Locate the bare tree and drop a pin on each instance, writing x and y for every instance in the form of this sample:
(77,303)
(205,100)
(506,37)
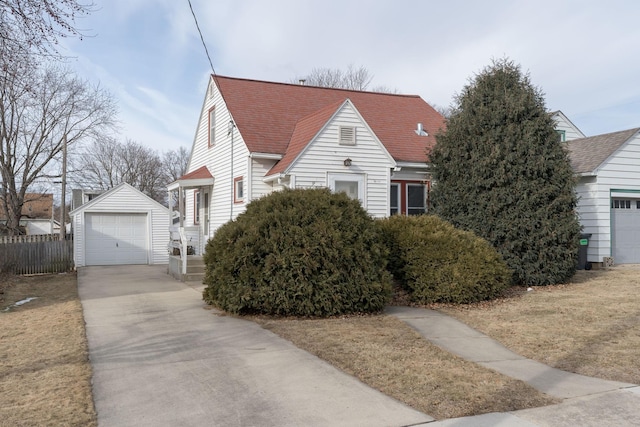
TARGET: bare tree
(175,163)
(39,111)
(107,162)
(30,27)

--------------------

**REQUIRED WORK:** Using the data above, write out every line exactly, leaving the images behind.

**THE REPLY:**
Locate the bare tree and drop a pin on each instance, writing x and y for every instance in the form of this sample:
(77,303)
(205,100)
(506,37)
TARGET: bare tree
(175,163)
(39,111)
(107,162)
(30,27)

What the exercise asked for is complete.